# [TEXT SECTION]
● ● ● ●

THE COMPROMISE ROUTE

1. It’s Wednesday, January 24, 2018.

It’s the 1977th anniversary of the assassination of the Roman emperor Caligula by his guards. He was a nut case, even by Roman Empire standards.

Speaking of Trump, I was about a week off on how soon the “shithole countries” comment would be as much ancient history as Caligula’s demise.

2, I’m pretty solidly left of center. I support single-payer health care, strong gun control, higher taxes on those most able to pay, government regulation of banking and a foreign policy based on cooperation with our allies. Among lots of other things.

And because I have strong opinions, I very much want to see my agenda enacted. Preferably yesterday.

But here’s what else I understand. Not everyone agrees with me. And there might, in fact, be some people who don’t agree with me on anything.

And I also get that expecting my viewpoint – and only my viewpoint – to be how this country is run is not how a nation of 327,083,934 people – as of 3:29 p.m. ET – can function.

● ● ● ●

# [TASK DATA]
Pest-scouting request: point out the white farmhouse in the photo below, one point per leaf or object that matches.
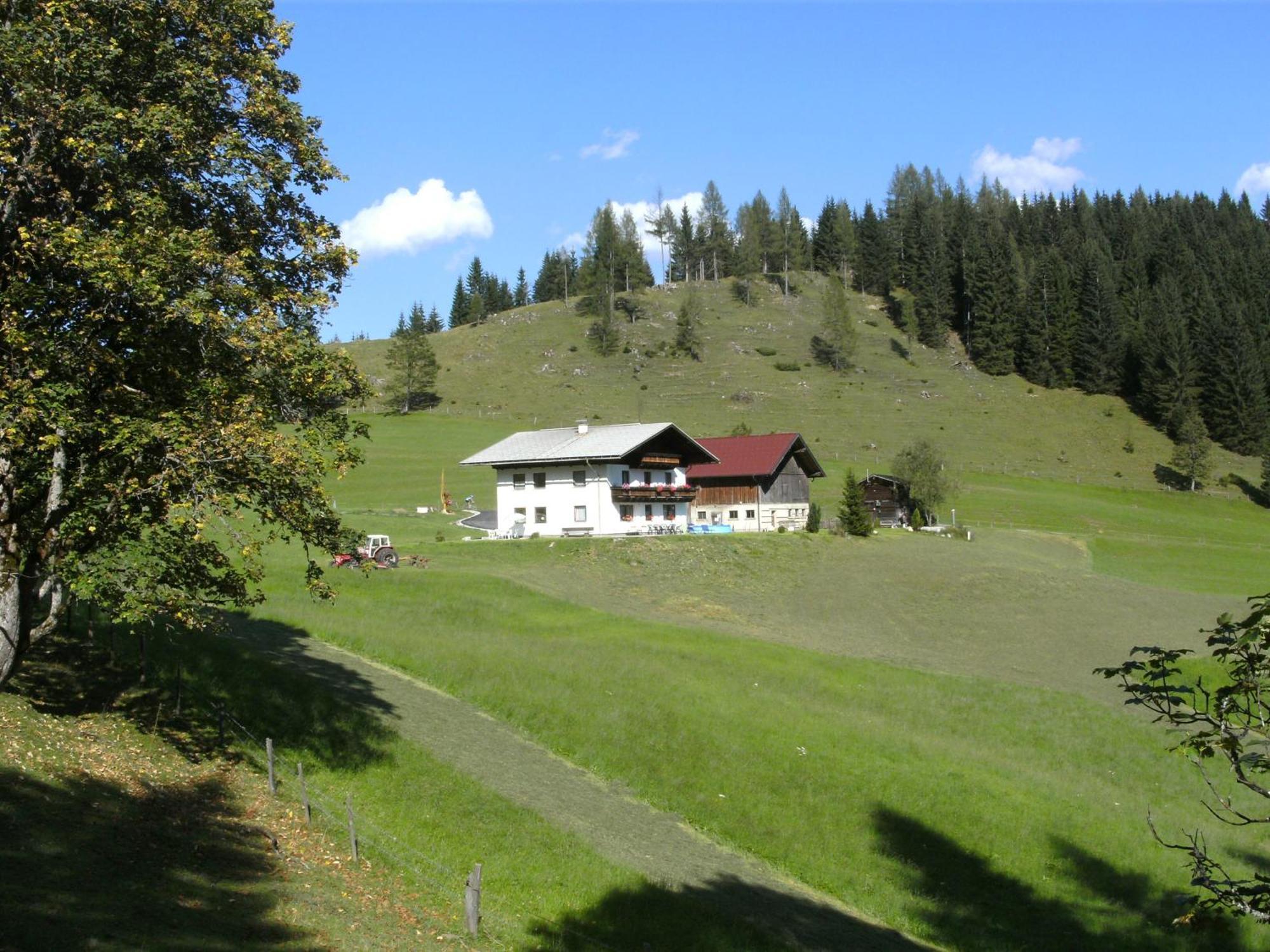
(595, 480)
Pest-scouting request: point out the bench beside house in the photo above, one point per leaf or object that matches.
(594, 480)
(759, 484)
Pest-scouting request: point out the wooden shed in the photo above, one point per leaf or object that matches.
(760, 483)
(887, 498)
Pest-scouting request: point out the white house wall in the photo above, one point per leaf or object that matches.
(561, 499)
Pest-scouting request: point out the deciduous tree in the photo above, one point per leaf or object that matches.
(167, 406)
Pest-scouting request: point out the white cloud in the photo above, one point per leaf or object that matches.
(410, 221)
(1255, 181)
(1039, 171)
(612, 145)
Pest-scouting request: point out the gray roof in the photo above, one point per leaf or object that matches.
(565, 444)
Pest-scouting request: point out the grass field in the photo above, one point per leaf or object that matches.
(966, 777)
(906, 777)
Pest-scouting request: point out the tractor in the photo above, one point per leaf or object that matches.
(377, 549)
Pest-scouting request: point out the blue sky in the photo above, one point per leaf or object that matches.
(524, 119)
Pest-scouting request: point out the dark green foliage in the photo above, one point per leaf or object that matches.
(1222, 723)
(558, 277)
(874, 260)
(605, 336)
(921, 466)
(854, 517)
(993, 293)
(813, 517)
(686, 340)
(836, 345)
(1193, 453)
(521, 295)
(413, 365)
(459, 305)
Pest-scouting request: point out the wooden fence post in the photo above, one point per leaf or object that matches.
(269, 753)
(352, 831)
(304, 794)
(472, 901)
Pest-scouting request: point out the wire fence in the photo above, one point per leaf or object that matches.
(487, 920)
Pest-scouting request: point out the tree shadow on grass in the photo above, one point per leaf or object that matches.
(971, 906)
(92, 865)
(257, 671)
(723, 915)
(1254, 493)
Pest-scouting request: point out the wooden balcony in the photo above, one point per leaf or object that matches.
(655, 494)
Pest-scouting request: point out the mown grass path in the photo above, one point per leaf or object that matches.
(625, 831)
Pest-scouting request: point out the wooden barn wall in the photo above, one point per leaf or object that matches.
(726, 494)
(789, 486)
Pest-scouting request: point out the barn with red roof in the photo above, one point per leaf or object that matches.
(759, 484)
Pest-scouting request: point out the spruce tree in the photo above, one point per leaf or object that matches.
(459, 305)
(412, 365)
(713, 220)
(854, 517)
(836, 345)
(1192, 455)
(826, 243)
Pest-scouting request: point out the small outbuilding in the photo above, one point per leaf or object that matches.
(887, 499)
(759, 484)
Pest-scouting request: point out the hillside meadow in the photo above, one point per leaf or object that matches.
(907, 724)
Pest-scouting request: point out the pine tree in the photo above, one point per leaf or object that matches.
(854, 517)
(836, 346)
(686, 340)
(1193, 450)
(873, 255)
(827, 244)
(521, 296)
(476, 277)
(459, 305)
(994, 299)
(412, 364)
(476, 309)
(713, 220)
(1099, 359)
(933, 291)
(1170, 374)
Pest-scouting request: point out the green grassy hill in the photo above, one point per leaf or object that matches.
(534, 367)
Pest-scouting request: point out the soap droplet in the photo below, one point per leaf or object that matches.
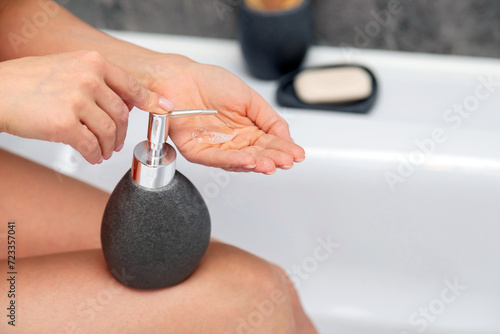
(214, 134)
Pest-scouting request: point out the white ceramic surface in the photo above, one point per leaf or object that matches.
(394, 251)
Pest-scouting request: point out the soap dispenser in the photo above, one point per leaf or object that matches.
(156, 226)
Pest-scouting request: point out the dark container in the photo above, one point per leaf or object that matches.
(154, 238)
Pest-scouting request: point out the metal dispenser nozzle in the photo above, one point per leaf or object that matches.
(153, 165)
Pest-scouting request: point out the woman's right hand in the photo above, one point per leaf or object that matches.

● ● ● ●

# [SET EXERCISE 1]
Echo the entries from the line containing "Pest-scouting request: point out the metal" through the end of the entries, word for word, with both of those lines included.
# [SET EXERCISE 2]
Write the next part of the essay on compromise, picking up after its final sentence.
The essay on compromise and the entries are unrelated material.

# [RESULT 1]
Pest-scouting request: point out the metal dispenser nozzle in the photo above, one point per leaf or object that matches.
(153, 165)
Pest-scouting request: point out the woman's right hand in the photo above, one point per leaf or object that matches.

# [RESULT 2]
There are some liberal Democrats who would be frightened or bothered by the New York Times story this morning about how a group of senators wants there to be more bipartisanship.

Those senators believe the nation is lurching from crisis to crisis, with nothing being accomplished by its legislators.

The issue that appears to have crystallized this wish for bipartisanship is immigration – specifically, the threat to start deporting people who came here undocumented as children beginning in March.

To be fair, this is a threat inflicted by the party leader of 51 of the 100 senators. That would be Trump. It was unnecessary and meant to appeal to the small percentage of the populace that is terrified of anybody who’s not white.

But senators tend to be smart people. A huge chunk of them are lawyers, which meant they’ve been to college and grad school for at least six years.

And they know their history. For U.S. history, that includes such scars as the Chinese Exclusion Act, the refusal to admit Jews fleeing Nazi Germany, Japanese internment, the theft of Native American lands – and, of course, slavery and Jim Crow.

These senators understand that throwing young people out of the only home they’ve ever known would put them in the same hall of shame as predecessors who acquiesced in the other acts of infamy.

So they want to find a solution to save themselves from the judgment of history.

Immigration could be a starting point for our lawmakers accomplishing something. That’s certainly a worthy goal.

And, in a way, because of the polarization around us – polarization that, I admit, includes me – coming up with compromises is what this country has to do to get back on track for greatness.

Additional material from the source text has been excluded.